SELECTED EXTRACT:
++++++++++

So what does that mean for producers? Will they open up the taps to get oil and gas markets back to balance? Not quite. 

The CFO for top independent North Sea producer Harbour Energy (HBR), Alexander Krane, put it plainly during last week’s results call: the added cash flow driven by higher oil and gas prices would go to debt reduction and shareholder returns, not an immediate increase in expansion or exploration spending. “... [If] this higher commodity environment remains with us, then yes we will not have much debt by the end of the year and potentially debt-free next year [then] we'll reassess and see if it makes sense to either increase dividend levels or institute buybacks,” he said. “But we think the responsible thing is to have a few months and see how 2022 develops. It's just insane volatility we're seeing.” 

Harbour is already increasing production through existing expansion plans, to be clear, and the start-up of the Tolmount field will add 6 per cent to the UK’s domestic gas production. At the same time, the the company's 2021 books showed write-downs for several greenfield exploration assets that it decided were not worth pursuing, including Falkland Islands and Brazil projects. "We believe there are lower risk and lower emissions intensive options to replace our reserves and grow than via frontier exploration or multi-billion dollar greenfield development," the company said.

++++++++++

TASK REQUIREMENTS:
1. Answer these about the Harbour Energy excerpt:
(a) Who is Harbour Energy's CFO?
(b) By what share will the Tolmount field's start-up raise the UK's domestic gas production?
(c) Which projects are named among the greenfield exploration assets that were written down?
2. Can you edit the Harbour Energy excerpt from "Harbour is already" up to and including "the company said.", replacing "frontier exploration" with "high-risk exploration"?
3. Can you turn the paragraph of the Harbour Energy excerpt beginning "Harbour is already increasing production" into a short bulleted list that keeps its main facts?
The listing that comes next is taken from a separate source.

DATA BELOW:
++++++++++

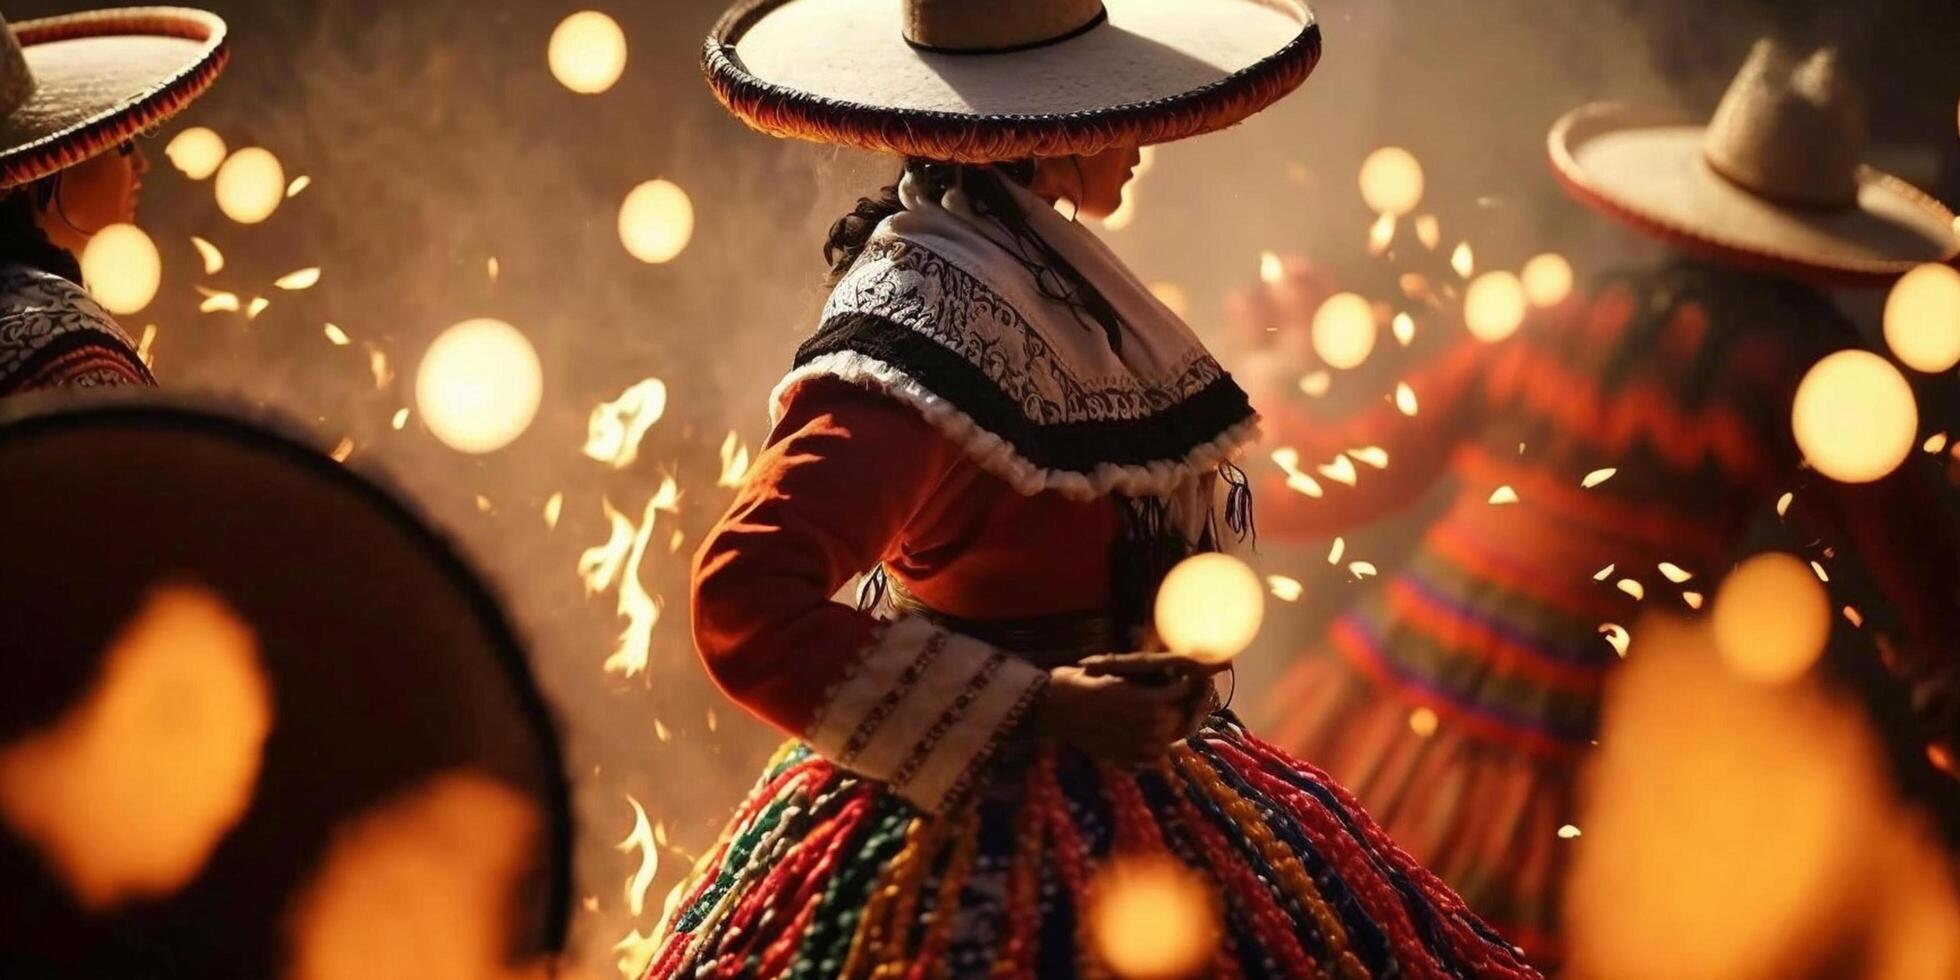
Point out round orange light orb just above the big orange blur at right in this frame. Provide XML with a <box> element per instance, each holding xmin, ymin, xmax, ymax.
<box><xmin>1713</xmin><ymin>551</ymin><xmax>1831</xmax><ymax>684</ymax></box>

++++++++++

RESULTS FOR EACH TASK:
1.
(a) Alexander Krane
(b) 6 per cent
(c) Falkland Islands and Brazil projects

2.
Harbour is already increasing production through existing expansion plans, to be clear, and the start-up of the Tolmount field will add 6 per cent to the UK’s domestic gas production. At the same time, the the company's 2021 books showed write-downs for several greenfield exploration assets that it decided were not worth pursuing, including Falkland Islands and Brazil projects. "We believe there are lower risk and lower emissions intensive options to replace our reserves and grow than via high-risk exploration or multi-billion dollar greenfield development," the company said.

3.
- Harbour is already increasing production through existing expansion plans.
- The start-up of the Tolmount field will add 6 per cent to the UK's domestic gas production.
- The company's 2021 books showed write-downs for several greenfield exploration assets it judged not worth pursuing, including Falkland Islands and Brazil projects.
- The company believes there are lower-risk and lower-emissions options for replacing reserves and growing than frontier exploration or multi-billion-dollar greenfield development.